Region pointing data
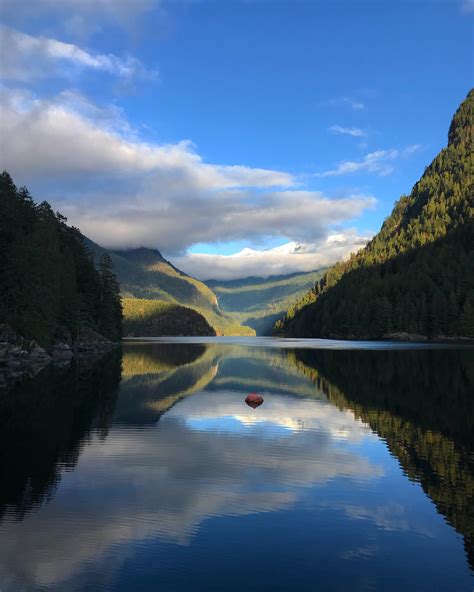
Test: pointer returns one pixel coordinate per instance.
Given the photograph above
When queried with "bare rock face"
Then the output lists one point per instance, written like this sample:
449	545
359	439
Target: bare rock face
254	400
61	352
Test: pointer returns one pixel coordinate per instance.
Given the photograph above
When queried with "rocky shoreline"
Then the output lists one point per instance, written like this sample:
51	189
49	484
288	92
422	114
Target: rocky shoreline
20	357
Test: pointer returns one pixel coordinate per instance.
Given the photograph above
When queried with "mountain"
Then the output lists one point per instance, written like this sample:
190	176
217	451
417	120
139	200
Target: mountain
258	302
147	275
149	318
416	276
50	290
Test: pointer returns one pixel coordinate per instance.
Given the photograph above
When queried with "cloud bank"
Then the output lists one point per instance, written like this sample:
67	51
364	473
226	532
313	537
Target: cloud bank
125	192
25	58
288	258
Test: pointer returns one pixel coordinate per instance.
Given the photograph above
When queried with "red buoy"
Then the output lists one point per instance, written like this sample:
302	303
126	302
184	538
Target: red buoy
253	400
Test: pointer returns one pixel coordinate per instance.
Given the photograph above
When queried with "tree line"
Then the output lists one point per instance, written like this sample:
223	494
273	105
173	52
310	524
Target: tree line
417	274
50	287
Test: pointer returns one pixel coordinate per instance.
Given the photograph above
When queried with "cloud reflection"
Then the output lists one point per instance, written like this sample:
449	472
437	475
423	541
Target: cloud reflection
166	480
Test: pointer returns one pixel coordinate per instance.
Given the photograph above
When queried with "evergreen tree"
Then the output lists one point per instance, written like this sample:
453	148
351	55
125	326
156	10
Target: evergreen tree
49	284
110	306
417	274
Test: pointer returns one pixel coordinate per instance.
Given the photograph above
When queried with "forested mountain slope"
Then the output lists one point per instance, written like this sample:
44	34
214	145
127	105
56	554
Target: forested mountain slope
50	289
258	302
417	274
146	274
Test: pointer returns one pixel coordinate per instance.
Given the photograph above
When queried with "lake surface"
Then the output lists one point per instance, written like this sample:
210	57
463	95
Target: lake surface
147	471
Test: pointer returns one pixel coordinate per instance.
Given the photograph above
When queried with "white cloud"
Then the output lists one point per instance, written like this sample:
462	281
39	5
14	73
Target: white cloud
124	192
26	58
288	258
379	162
354	104
348	102
81	17
349	131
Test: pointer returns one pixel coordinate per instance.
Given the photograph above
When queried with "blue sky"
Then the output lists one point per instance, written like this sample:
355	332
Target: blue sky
204	128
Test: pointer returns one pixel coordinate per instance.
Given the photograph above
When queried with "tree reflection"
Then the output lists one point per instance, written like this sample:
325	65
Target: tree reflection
421	403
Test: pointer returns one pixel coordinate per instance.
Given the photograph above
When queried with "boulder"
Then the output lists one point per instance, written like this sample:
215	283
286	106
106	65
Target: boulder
61	352
254	400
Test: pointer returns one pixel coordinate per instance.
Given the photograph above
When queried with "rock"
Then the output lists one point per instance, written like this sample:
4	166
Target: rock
39	357
61	352
14	364
402	336
253	400
91	341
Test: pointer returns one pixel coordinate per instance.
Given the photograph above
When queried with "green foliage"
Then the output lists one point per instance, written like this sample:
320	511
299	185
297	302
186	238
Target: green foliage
146	275
49	284
259	302
152	318
417	274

● **Task item**: The records above should be reproduced exactly, with the pictures omitted.

● **Exercise result**:
Test: pointer returns one pixel coordinate per instance.
Given the photograph above
When queried with "bare rock face"
Then the output lists one point per instance, written like this sample:
449	545
359	439
Target: bare rock face
254	400
61	352
Test: pointer returns one pixel coordinate per instance.
Given the photograph above
When queried with "rocky shoreline"
Then the output lists one point per instance, written like this sample:
51	189
49	484
288	92
422	114
Target: rocky shoreline
20	357
Test: pointer returns one pixel coordinate per instance.
Given the photograph above
When queried with "mountain"
Then the output lists one point per instance, written like this sample:
190	176
217	451
417	120
139	200
Target: mountain
258	302
147	275
149	318
416	276
50	290
Test: pointer returns one pixel coordinate per instance.
Given the photograph above
When queried with "cloud bank"
Then the output lists one point per instance, written like this sample:
67	51
364	473
226	532
313	537
Target: cloud bank
125	192
25	58
288	258
Test: pointer returns one pixel coordinate per instance.
Given the photograph above
When queried with "red buoy"
Then the output lists one point per instance, written like this sample:
302	303
126	302
184	538
Target: red buoy
253	400
Test: pointer returns one pixel coordinate per instance.
Given the photograph above
When queried with "tree line"
Then the output lists one point per instance, written like this sample:
223	494
273	105
173	52
310	524
Target: tree line
417	274
50	287
Test: pointer returns one pixel coordinate per instance.
Given the photograph above
When queried with "cloud reflection"
Then the output lists one point per instance, written like this sample:
449	472
437	475
423	541
Target: cloud reflection
166	480
Test: pointer returns one pixel coordinate per instance.
Given the photograph above
When queried with "evergreen tree"
Then the output lists one point per instance, written like this sample:
453	148
351	55
125	326
156	10
Target: evergreen tree
49	284
110	306
417	274
Test: pointer returns one pixel coordinate per instance.
Given the photograph above
When queried with "forested mountain slope"
Then the output lists one point per instance, written like this sample:
44	34
214	145
127	105
56	554
Target: forested mountain slope
50	289
258	302
417	274
146	274
Test: pointer returns one pixel coordinate per instance.
Given the photograph above
When queried with "lake surface"
Then the output lists one point per instance, written like this sample:
210	57
463	95
Target: lake surface
147	471
Test: pointer returns one pixel coordinate per instance.
Given the photograph above
When queried with "white cloud"
Then the output lists one point per instance, written like this sample:
462	281
39	5
14	73
Target: white cloud
124	192
26	58
288	258
379	162
354	104
348	102
81	17
349	131
Test: pointer returns one pixel coordinate per instance.
Given the photograph above
When queried with "blue sky"
Then the output lists one point per instance, written like this sample:
355	332
Target: blue sky
204	128
Test: pointer returns one pixel coordinate per instance.
Given the photograph above
When queried with "tree reflection"
Then the output lists one point per instance, written like this sample:
325	65
Target: tree reflection
421	403
Test: pointer returns one pixel coordinate per instance.
Given the photograph above
When queried with "boulder"
Then the output lists one point per instance, written like this sample:
215	283
286	106
106	65
Target: boulder
61	352
254	400
Test: pointer returns one pixel coordinate per instance.
Given the photograph above
When queried with "rock"
Then the output lists one point per instance, written like this sample:
4	166
Target: rock
39	357
61	352
14	364
402	336
253	400
91	341
Test: pointer returns one pixel coordinate per instance.
Given the photograph above
When queried with "green foliage"
Then the output lists one point per instance, written like this sample:
320	511
299	185
297	302
186	238
Target: green foliage
146	275
49	284
259	302
152	318
417	274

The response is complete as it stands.